Look below for the line with "Query: turtle hind leg"; begin the copy there and stop after the line with "x=700, y=204", keeping the text exact and the pictures out.

(Given data Opens)

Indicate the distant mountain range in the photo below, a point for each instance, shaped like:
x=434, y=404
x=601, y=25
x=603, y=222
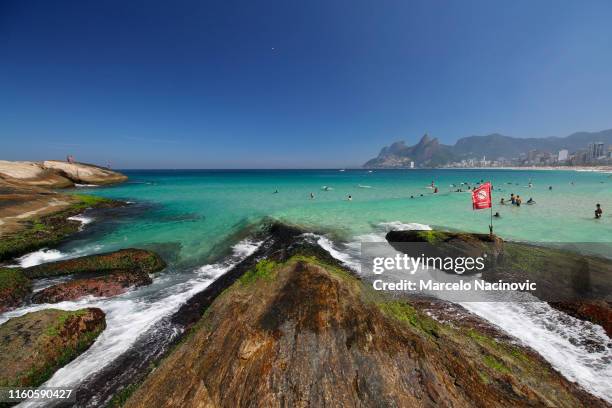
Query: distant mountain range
x=428, y=152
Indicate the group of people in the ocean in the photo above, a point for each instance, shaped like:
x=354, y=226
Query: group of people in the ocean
x=514, y=199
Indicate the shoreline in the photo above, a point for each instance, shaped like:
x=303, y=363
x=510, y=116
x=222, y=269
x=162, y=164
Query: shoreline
x=594, y=169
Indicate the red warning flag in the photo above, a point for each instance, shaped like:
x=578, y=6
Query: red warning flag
x=481, y=197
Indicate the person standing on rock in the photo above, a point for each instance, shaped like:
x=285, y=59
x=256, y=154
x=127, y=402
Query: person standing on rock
x=598, y=211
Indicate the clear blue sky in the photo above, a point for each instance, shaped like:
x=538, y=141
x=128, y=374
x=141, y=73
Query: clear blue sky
x=316, y=83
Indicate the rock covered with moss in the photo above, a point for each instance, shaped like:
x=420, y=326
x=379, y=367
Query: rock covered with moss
x=49, y=230
x=124, y=260
x=577, y=284
x=35, y=345
x=101, y=286
x=14, y=287
x=296, y=329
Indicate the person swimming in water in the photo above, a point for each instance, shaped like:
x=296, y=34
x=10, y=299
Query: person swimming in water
x=598, y=211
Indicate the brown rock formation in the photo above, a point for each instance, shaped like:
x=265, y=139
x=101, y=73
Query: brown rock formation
x=102, y=286
x=34, y=346
x=14, y=287
x=306, y=333
x=124, y=260
x=57, y=174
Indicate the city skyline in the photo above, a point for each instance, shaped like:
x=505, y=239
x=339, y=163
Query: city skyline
x=292, y=85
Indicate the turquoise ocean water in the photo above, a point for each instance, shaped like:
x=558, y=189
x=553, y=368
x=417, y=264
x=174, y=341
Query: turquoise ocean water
x=201, y=208
x=191, y=217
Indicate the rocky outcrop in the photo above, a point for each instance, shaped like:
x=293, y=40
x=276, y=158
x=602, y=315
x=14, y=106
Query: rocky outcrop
x=577, y=284
x=14, y=287
x=34, y=346
x=102, y=286
x=57, y=174
x=42, y=220
x=33, y=174
x=596, y=311
x=297, y=330
x=122, y=261
x=82, y=173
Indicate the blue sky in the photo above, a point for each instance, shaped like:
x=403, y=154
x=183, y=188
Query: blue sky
x=268, y=84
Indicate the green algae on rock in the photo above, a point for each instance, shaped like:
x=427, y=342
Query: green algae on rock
x=35, y=345
x=14, y=287
x=50, y=230
x=301, y=329
x=124, y=260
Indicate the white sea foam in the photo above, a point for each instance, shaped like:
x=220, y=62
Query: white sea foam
x=131, y=314
x=39, y=257
x=82, y=219
x=49, y=255
x=560, y=339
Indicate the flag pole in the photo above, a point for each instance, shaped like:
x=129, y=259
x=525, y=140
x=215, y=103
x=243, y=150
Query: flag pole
x=491, y=207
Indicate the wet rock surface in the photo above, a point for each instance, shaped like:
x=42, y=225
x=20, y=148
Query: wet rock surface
x=14, y=287
x=124, y=260
x=294, y=329
x=35, y=345
x=103, y=286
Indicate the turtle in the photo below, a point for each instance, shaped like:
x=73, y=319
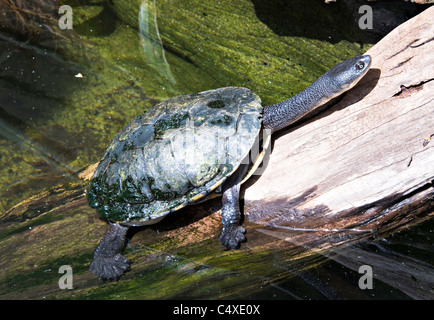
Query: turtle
x=190, y=148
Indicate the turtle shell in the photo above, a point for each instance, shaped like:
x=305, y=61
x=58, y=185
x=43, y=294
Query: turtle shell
x=175, y=154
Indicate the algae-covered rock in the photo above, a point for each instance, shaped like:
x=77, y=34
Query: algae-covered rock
x=65, y=98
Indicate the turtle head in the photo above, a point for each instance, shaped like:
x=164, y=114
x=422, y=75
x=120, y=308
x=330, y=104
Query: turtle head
x=346, y=74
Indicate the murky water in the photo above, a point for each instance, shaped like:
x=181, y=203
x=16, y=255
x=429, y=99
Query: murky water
x=65, y=93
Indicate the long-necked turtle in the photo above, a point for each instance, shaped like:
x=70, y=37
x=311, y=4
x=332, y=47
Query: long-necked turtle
x=182, y=150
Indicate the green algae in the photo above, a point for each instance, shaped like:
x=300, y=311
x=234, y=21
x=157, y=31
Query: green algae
x=69, y=119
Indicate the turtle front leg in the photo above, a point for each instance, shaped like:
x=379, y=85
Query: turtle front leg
x=108, y=262
x=232, y=234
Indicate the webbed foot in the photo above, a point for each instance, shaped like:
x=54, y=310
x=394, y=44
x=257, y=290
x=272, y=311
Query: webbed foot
x=108, y=262
x=232, y=235
x=110, y=268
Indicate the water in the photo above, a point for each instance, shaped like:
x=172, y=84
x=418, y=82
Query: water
x=64, y=94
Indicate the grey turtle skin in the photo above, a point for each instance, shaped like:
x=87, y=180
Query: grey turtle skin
x=189, y=148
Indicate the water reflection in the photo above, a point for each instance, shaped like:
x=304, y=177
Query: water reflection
x=53, y=124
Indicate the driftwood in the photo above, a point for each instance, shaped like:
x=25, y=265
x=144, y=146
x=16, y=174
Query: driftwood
x=366, y=164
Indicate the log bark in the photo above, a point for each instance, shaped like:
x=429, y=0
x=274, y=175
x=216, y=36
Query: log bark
x=366, y=163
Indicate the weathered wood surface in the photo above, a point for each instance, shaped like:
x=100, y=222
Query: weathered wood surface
x=365, y=162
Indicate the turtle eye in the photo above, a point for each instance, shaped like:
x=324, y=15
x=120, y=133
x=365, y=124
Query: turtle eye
x=360, y=65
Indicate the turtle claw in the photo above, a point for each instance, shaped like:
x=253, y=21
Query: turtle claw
x=232, y=235
x=110, y=268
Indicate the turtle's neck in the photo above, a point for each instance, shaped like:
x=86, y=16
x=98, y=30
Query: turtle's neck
x=281, y=115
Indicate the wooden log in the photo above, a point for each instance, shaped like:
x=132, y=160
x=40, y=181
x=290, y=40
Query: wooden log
x=367, y=161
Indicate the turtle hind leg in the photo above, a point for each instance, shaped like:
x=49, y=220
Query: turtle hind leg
x=108, y=262
x=233, y=233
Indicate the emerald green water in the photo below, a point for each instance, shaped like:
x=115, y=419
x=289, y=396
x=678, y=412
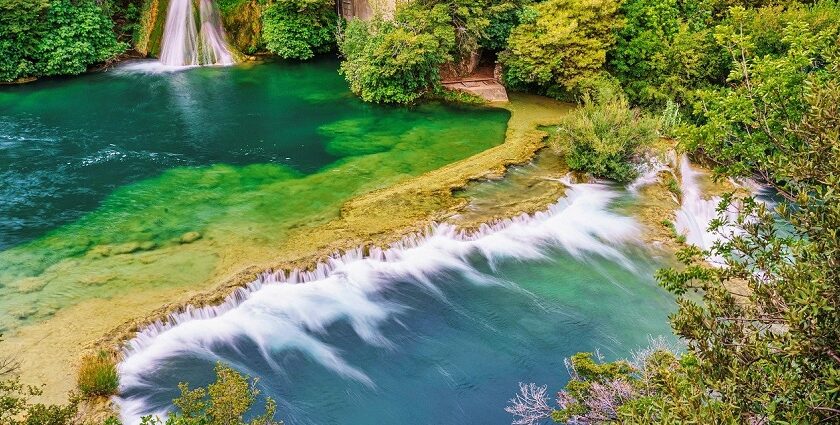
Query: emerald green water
x=101, y=176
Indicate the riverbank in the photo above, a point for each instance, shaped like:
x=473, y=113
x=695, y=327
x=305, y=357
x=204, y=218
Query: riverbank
x=50, y=350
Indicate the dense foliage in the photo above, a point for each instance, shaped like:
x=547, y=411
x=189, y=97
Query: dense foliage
x=398, y=60
x=602, y=138
x=559, y=45
x=298, y=29
x=41, y=38
x=763, y=331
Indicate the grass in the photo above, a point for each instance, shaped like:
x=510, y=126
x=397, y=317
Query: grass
x=98, y=375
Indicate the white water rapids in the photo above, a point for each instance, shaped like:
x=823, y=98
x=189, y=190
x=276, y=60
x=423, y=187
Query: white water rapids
x=187, y=44
x=280, y=313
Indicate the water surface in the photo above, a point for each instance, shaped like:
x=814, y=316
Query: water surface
x=104, y=176
x=440, y=333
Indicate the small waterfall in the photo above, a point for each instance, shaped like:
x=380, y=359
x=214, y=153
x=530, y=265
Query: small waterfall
x=188, y=44
x=695, y=213
x=281, y=313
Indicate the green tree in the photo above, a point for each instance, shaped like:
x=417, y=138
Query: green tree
x=660, y=55
x=298, y=29
x=559, y=45
x=397, y=61
x=745, y=128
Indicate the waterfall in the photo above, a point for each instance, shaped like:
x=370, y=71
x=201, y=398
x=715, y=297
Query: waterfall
x=188, y=44
x=286, y=311
x=695, y=213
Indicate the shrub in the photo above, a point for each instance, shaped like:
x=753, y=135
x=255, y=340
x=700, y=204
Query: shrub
x=298, y=29
x=38, y=38
x=397, y=61
x=601, y=138
x=16, y=408
x=225, y=401
x=98, y=375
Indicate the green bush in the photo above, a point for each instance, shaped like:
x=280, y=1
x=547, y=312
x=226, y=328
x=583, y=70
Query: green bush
x=17, y=409
x=98, y=375
x=397, y=61
x=225, y=401
x=602, y=137
x=60, y=37
x=298, y=29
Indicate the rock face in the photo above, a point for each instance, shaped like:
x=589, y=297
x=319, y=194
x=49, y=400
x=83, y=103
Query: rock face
x=488, y=89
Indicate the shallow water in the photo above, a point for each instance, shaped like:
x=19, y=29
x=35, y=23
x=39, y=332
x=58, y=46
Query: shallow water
x=103, y=174
x=439, y=331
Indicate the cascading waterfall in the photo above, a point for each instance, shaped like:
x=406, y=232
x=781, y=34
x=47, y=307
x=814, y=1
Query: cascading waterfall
x=695, y=213
x=188, y=44
x=279, y=314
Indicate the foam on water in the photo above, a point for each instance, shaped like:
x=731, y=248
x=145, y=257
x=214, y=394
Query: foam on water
x=279, y=312
x=187, y=44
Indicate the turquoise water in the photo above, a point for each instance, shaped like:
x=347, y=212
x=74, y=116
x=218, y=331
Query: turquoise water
x=437, y=334
x=102, y=175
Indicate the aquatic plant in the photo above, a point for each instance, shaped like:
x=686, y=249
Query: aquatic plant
x=98, y=375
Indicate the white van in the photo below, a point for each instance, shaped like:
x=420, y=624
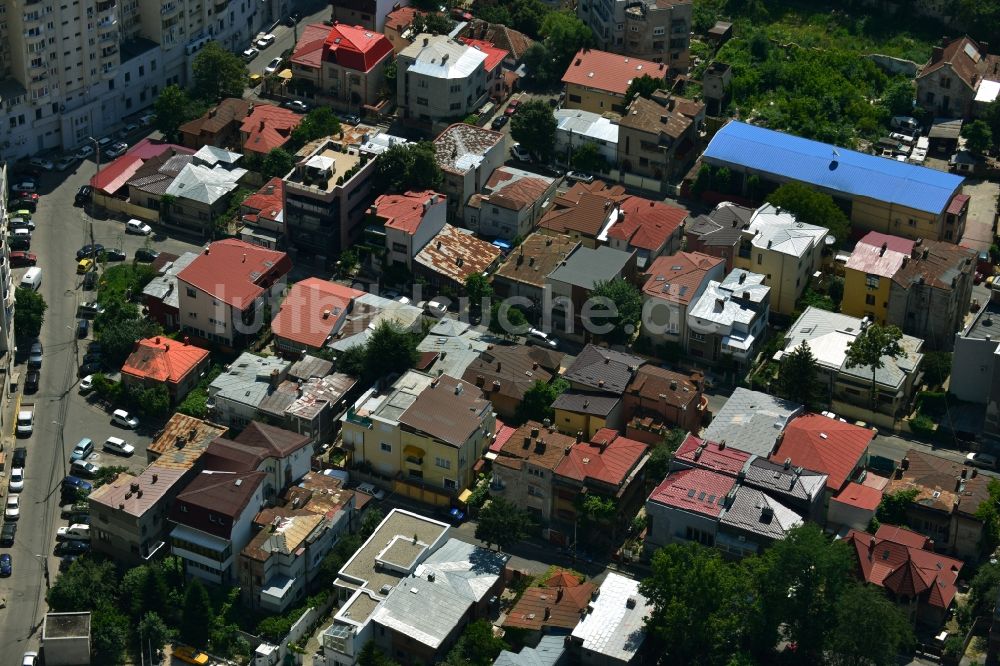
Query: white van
x=32, y=278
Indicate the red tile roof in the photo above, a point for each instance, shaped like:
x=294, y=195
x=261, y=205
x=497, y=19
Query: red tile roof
x=646, y=224
x=309, y=49
x=859, y=496
x=678, y=277
x=900, y=561
x=713, y=455
x=163, y=360
x=695, y=490
x=494, y=55
x=608, y=458
x=826, y=445
x=266, y=203
x=312, y=311
x=235, y=272
x=405, y=211
x=268, y=127
x=356, y=47
x=609, y=71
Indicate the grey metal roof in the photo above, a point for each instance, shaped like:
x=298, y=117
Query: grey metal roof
x=751, y=420
x=612, y=628
x=753, y=511
x=585, y=267
x=828, y=335
x=550, y=651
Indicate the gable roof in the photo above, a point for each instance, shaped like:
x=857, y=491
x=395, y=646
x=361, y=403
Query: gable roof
x=678, y=278
x=234, y=271
x=826, y=445
x=608, y=458
x=163, y=360
x=603, y=369
x=312, y=311
x=789, y=157
x=609, y=72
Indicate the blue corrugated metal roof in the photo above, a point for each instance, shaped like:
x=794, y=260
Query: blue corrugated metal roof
x=851, y=172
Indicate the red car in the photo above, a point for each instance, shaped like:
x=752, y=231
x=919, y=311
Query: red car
x=21, y=259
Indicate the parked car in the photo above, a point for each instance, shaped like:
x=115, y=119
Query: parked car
x=273, y=66
x=83, y=195
x=22, y=259
x=7, y=534
x=119, y=446
x=984, y=460
x=146, y=255
x=89, y=250
x=31, y=381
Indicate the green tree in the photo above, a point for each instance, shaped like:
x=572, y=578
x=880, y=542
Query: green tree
x=218, y=74
x=797, y=378
x=403, y=167
x=978, y=136
x=813, y=207
x=172, y=108
x=564, y=35
x=587, y=158
x=616, y=303
x=868, y=629
x=516, y=323
x=937, y=368
x=29, y=312
x=700, y=604
x=871, y=348
x=198, y=616
x=534, y=127
x=153, y=634
x=643, y=86
x=317, y=124
x=502, y=523
x=479, y=290
x=536, y=405
x=277, y=163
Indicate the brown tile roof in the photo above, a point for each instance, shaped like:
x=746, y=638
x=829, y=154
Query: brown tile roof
x=550, y=608
x=231, y=110
x=541, y=446
x=450, y=410
x=182, y=441
x=456, y=254
x=507, y=371
x=677, y=278
x=969, y=61
x=645, y=115
x=673, y=388
x=935, y=477
x=536, y=257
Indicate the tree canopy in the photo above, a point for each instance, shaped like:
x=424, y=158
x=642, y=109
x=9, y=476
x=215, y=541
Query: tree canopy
x=534, y=127
x=403, y=167
x=812, y=207
x=618, y=304
x=29, y=312
x=218, y=74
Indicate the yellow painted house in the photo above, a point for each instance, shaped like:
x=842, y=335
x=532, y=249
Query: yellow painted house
x=868, y=275
x=427, y=431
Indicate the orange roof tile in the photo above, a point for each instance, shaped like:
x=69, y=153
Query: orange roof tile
x=163, y=360
x=312, y=311
x=609, y=71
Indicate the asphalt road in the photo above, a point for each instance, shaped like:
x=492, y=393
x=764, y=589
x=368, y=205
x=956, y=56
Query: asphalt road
x=62, y=415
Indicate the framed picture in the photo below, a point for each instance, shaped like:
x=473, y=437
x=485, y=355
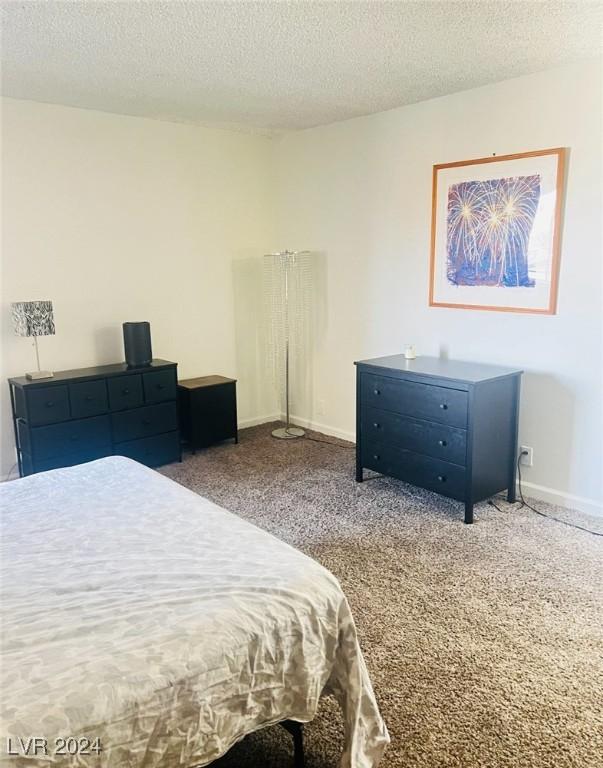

(Given data Closes)

• _Reply to the exercise_:
Query: turtle hind leg
x=108, y=262
x=233, y=233
Indicate the emerald green water in the photo below, a point for each instance, shaped like:
x=115, y=419
x=289, y=396
x=678, y=412
Query: emerald green water
x=101, y=176
Indicate the riverbank in the photo above, a point for each instance, shaped like:
x=473, y=113
x=695, y=327
x=305, y=357
x=204, y=218
Query: riverbank
x=50, y=350
Indicate the dense foliage in the photo above, a point for each instance, shaped like:
x=547, y=411
x=189, y=97
Query: dense foliage
x=398, y=60
x=602, y=138
x=559, y=45
x=298, y=29
x=41, y=38
x=763, y=331
Indicate the grass in the photo above, a point for each instance, shaped like:
x=510, y=126
x=397, y=317
Query: grass
x=98, y=375
Indicate the white water rapids in the photo above, a point for each instance, shaped like:
x=823, y=98
x=189, y=190
x=276, y=60
x=423, y=187
Query: white water rapids
x=187, y=44
x=280, y=313
Indicate the water surface in the photo above, a point for each instance, shaped like:
x=814, y=316
Query: water surface
x=104, y=176
x=440, y=333
Indicate the small waterfall in the photo above, a point for each instance, shaped like:
x=380, y=359
x=214, y=153
x=530, y=265
Query: small waterfall
x=188, y=44
x=695, y=213
x=281, y=313
Indicate the green tree in the photo above, a point for each instance, shaped like:
x=417, y=138
Query: green tree
x=660, y=55
x=298, y=29
x=559, y=45
x=397, y=61
x=745, y=128
Indicate the waterfall in the photo above, a point for each instance, shaped like:
x=370, y=71
x=201, y=398
x=715, y=297
Query: waterfall
x=188, y=44
x=286, y=311
x=695, y=213
Indicate the shrub in the photo above, a point for each instance, shaped like:
x=753, y=135
x=255, y=340
x=700, y=204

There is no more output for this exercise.